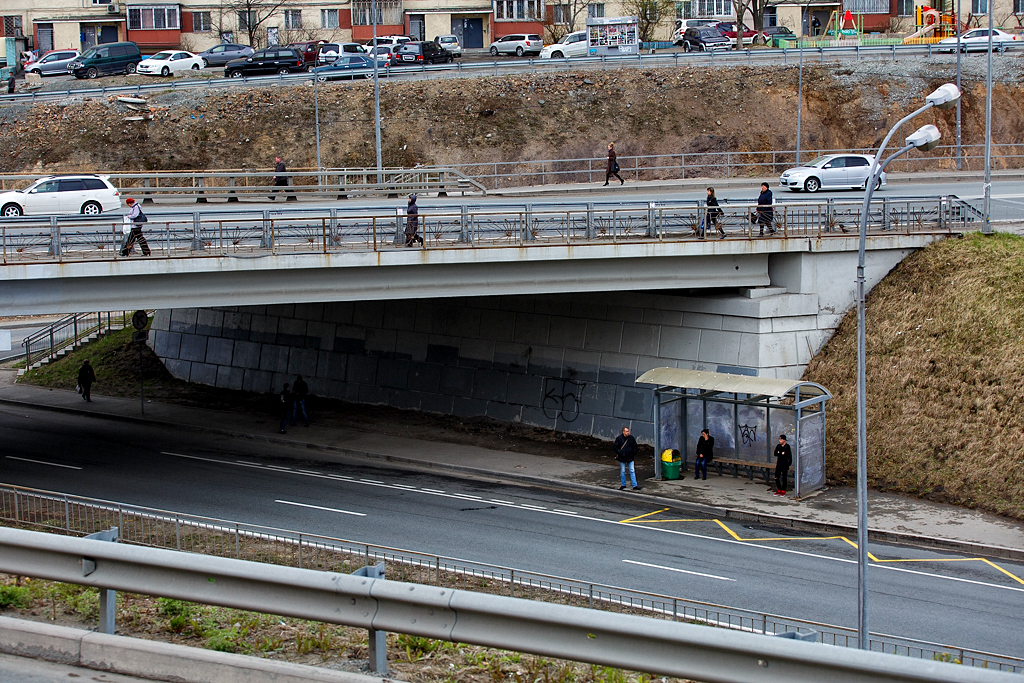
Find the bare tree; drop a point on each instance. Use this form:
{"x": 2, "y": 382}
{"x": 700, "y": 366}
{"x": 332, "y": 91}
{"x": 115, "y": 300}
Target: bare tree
{"x": 252, "y": 14}
{"x": 649, "y": 15}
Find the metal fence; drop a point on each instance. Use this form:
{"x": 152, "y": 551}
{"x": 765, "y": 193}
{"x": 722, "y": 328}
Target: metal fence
{"x": 339, "y": 230}
{"x": 159, "y": 528}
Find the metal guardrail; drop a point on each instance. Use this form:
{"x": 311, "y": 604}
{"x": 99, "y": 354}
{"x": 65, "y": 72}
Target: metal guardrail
{"x": 684, "y": 650}
{"x": 786, "y": 56}
{"x": 46, "y": 344}
{"x": 77, "y": 515}
{"x": 360, "y": 229}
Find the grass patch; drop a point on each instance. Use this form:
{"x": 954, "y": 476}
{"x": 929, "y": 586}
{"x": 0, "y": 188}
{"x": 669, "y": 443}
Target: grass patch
{"x": 945, "y": 385}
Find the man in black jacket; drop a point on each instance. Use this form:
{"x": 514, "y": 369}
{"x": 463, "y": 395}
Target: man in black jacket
{"x": 705, "y": 454}
{"x": 626, "y": 453}
{"x": 783, "y": 458}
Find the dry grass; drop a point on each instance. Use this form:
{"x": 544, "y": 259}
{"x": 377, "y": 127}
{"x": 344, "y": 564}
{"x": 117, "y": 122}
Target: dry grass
{"x": 945, "y": 336}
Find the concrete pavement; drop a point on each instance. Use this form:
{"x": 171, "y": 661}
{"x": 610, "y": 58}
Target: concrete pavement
{"x": 893, "y": 517}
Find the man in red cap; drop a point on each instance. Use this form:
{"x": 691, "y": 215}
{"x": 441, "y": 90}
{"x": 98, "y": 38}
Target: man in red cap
{"x": 135, "y": 218}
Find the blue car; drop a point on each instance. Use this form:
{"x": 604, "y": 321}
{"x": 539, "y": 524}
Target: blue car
{"x": 347, "y": 66}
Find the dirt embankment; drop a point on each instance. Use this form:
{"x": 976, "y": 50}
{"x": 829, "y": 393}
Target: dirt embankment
{"x": 945, "y": 384}
{"x": 556, "y": 116}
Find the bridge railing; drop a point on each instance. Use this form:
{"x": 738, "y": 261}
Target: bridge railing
{"x": 345, "y": 230}
{"x": 75, "y": 515}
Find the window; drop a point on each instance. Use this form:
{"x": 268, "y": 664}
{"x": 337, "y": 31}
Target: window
{"x": 202, "y": 22}
{"x": 519, "y": 10}
{"x": 329, "y": 18}
{"x": 248, "y": 18}
{"x": 153, "y": 17}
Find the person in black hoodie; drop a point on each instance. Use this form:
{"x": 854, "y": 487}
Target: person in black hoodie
{"x": 766, "y": 213}
{"x": 783, "y": 458}
{"x": 626, "y": 453}
{"x": 705, "y": 454}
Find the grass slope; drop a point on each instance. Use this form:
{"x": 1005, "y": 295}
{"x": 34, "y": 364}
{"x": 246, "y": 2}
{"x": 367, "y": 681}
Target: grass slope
{"x": 945, "y": 336}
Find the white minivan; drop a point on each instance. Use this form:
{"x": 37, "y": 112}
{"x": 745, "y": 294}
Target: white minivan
{"x": 572, "y": 45}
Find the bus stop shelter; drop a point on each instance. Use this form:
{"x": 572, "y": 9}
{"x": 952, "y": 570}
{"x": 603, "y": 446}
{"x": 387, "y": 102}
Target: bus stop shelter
{"x": 745, "y": 415}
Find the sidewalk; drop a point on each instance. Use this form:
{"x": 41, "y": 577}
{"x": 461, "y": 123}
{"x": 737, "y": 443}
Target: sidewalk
{"x": 893, "y": 517}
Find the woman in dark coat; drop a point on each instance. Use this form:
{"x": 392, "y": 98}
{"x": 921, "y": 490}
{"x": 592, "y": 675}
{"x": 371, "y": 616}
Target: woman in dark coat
{"x": 612, "y": 169}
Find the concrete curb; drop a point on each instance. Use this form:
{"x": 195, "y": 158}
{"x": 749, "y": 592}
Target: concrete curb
{"x": 155, "y": 659}
{"x": 829, "y": 528}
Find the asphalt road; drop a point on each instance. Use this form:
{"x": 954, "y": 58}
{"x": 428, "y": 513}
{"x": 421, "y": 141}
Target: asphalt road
{"x": 967, "y": 603}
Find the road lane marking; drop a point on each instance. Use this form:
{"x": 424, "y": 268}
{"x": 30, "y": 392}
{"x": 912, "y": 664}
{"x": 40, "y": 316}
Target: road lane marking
{"x": 695, "y": 573}
{"x": 42, "y": 462}
{"x": 321, "y": 507}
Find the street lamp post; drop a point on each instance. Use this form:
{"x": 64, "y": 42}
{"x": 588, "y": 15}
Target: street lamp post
{"x": 925, "y": 138}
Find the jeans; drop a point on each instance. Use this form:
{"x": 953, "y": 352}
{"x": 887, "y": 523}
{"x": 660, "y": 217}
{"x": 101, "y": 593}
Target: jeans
{"x": 299, "y": 408}
{"x": 633, "y": 473}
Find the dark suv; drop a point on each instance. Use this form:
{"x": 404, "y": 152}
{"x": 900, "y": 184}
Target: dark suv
{"x": 422, "y": 52}
{"x": 267, "y": 60}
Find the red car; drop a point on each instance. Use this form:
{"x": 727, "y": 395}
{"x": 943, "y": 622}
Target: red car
{"x": 728, "y": 29}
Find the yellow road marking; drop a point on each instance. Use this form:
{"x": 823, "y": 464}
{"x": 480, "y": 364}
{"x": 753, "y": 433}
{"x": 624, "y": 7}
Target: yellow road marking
{"x": 819, "y": 538}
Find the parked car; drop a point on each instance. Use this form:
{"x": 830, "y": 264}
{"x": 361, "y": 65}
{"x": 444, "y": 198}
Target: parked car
{"x": 105, "y": 58}
{"x": 267, "y": 60}
{"x": 308, "y": 50}
{"x": 330, "y": 51}
{"x": 218, "y": 55}
{"x": 728, "y": 30}
{"x": 347, "y": 66}
{"x": 54, "y": 61}
{"x": 450, "y": 43}
{"x": 169, "y": 61}
{"x": 89, "y": 195}
{"x": 683, "y": 25}
{"x": 830, "y": 171}
{"x": 705, "y": 39}
{"x": 572, "y": 45}
{"x": 423, "y": 52}
{"x": 517, "y": 44}
{"x": 976, "y": 40}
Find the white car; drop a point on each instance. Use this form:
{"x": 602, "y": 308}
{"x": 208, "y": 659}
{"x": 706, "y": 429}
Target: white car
{"x": 572, "y": 45}
{"x": 53, "y": 195}
{"x": 829, "y": 172}
{"x": 976, "y": 40}
{"x": 169, "y": 61}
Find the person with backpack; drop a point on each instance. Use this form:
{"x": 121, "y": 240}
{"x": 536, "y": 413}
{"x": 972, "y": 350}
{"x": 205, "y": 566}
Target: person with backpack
{"x": 133, "y": 225}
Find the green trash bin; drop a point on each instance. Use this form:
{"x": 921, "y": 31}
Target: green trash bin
{"x": 670, "y": 469}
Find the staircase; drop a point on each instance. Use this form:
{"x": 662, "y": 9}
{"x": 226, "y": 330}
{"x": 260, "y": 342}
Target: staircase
{"x": 68, "y": 334}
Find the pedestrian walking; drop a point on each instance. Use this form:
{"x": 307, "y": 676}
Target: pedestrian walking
{"x": 287, "y": 406}
{"x": 413, "y": 222}
{"x": 612, "y": 169}
{"x": 133, "y": 228}
{"x": 626, "y": 453}
{"x": 783, "y": 458}
{"x": 705, "y": 454}
{"x": 280, "y": 178}
{"x": 86, "y": 376}
{"x": 714, "y": 216}
{"x": 766, "y": 210}
{"x": 300, "y": 391}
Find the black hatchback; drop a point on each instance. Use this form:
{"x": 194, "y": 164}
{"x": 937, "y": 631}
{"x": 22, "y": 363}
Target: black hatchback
{"x": 267, "y": 60}
{"x": 422, "y": 52}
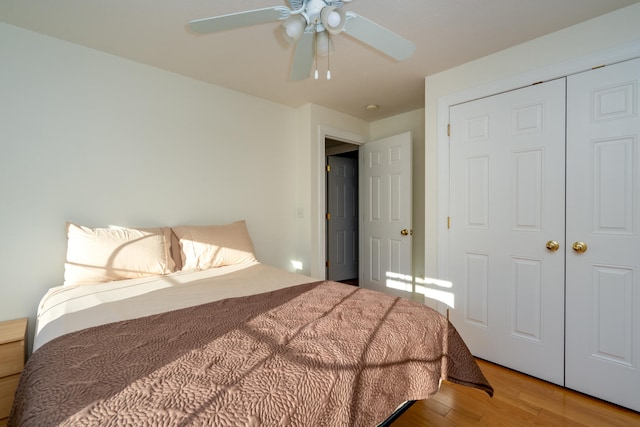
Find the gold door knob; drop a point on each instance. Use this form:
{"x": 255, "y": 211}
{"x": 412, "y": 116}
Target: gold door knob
{"x": 580, "y": 247}
{"x": 553, "y": 246}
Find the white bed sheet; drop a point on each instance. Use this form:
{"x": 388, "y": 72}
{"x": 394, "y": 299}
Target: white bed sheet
{"x": 65, "y": 309}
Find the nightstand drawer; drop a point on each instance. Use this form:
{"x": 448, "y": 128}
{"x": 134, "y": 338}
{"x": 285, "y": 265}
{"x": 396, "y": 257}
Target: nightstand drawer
{"x": 11, "y": 358}
{"x": 8, "y": 387}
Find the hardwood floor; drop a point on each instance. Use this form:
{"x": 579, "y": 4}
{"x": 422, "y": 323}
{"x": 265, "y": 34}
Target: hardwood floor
{"x": 518, "y": 400}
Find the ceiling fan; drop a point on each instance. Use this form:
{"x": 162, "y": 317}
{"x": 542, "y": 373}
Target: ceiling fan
{"x": 309, "y": 24}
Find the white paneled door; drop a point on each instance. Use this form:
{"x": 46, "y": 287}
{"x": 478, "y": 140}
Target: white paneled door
{"x": 342, "y": 223}
{"x": 603, "y": 233}
{"x": 386, "y": 205}
{"x": 507, "y": 159}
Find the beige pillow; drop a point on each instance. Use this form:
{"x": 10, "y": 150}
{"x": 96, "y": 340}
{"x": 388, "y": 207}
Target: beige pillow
{"x": 212, "y": 246}
{"x": 107, "y": 254}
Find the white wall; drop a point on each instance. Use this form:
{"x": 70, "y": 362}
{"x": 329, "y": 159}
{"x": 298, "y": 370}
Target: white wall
{"x": 523, "y": 64}
{"x": 98, "y": 140}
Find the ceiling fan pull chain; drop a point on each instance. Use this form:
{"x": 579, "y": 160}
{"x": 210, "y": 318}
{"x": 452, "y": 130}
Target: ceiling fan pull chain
{"x": 315, "y": 48}
{"x": 328, "y": 62}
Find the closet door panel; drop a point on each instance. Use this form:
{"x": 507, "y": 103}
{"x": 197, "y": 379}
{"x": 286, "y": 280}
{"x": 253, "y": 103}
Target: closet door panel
{"x": 603, "y": 213}
{"x": 507, "y": 201}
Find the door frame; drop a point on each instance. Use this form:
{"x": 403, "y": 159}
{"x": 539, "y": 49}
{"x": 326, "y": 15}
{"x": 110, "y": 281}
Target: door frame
{"x": 564, "y": 69}
{"x": 318, "y": 223}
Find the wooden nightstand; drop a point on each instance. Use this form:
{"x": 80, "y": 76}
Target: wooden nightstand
{"x": 12, "y": 357}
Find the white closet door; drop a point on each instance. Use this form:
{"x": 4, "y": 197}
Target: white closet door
{"x": 507, "y": 201}
{"x": 603, "y": 212}
{"x": 386, "y": 195}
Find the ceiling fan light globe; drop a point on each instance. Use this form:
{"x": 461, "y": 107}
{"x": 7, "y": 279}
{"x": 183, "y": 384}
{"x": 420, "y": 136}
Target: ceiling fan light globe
{"x": 293, "y": 28}
{"x": 324, "y": 45}
{"x": 333, "y": 19}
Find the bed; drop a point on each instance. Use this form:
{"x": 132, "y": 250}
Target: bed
{"x": 214, "y": 337}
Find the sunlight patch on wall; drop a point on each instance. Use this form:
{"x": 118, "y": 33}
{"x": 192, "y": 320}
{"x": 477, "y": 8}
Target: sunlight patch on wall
{"x": 402, "y": 282}
{"x": 436, "y": 289}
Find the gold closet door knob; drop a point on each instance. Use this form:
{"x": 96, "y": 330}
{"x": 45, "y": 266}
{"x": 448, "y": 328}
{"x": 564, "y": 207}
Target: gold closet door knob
{"x": 553, "y": 246}
{"x": 580, "y": 247}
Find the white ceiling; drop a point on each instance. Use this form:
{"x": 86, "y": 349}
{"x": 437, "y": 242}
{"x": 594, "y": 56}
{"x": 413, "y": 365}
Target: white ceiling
{"x": 256, "y": 60}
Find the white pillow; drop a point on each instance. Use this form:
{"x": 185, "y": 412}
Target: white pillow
{"x": 213, "y": 246}
{"x": 106, "y": 254}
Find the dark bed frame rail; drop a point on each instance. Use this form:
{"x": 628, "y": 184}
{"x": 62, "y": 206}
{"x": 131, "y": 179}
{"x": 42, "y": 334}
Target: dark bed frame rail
{"x": 396, "y": 414}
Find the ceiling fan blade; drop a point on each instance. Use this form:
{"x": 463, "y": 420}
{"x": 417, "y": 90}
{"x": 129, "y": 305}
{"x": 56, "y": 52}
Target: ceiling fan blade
{"x": 240, "y": 19}
{"x": 303, "y": 57}
{"x": 378, "y": 37}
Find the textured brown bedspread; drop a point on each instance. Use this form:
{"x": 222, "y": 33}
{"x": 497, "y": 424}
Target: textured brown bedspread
{"x": 321, "y": 354}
━━━━━━━━
• _Exercise_:
Above are some lines. Repeat exactly, and only, those from the line that has "Find the yellow" through the line that has "Find the parked".

• _Exercise solution_:
Find the yellow road marking; drop a point on each instance. Use this form:
{"x": 823, "y": 464}
{"x": 480, "y": 364}
{"x": 753, "y": 433}
{"x": 624, "y": 7}
Target: yellow road marking
{"x": 819, "y": 538}
Find the parked car; drop a point on each instance. Use this form:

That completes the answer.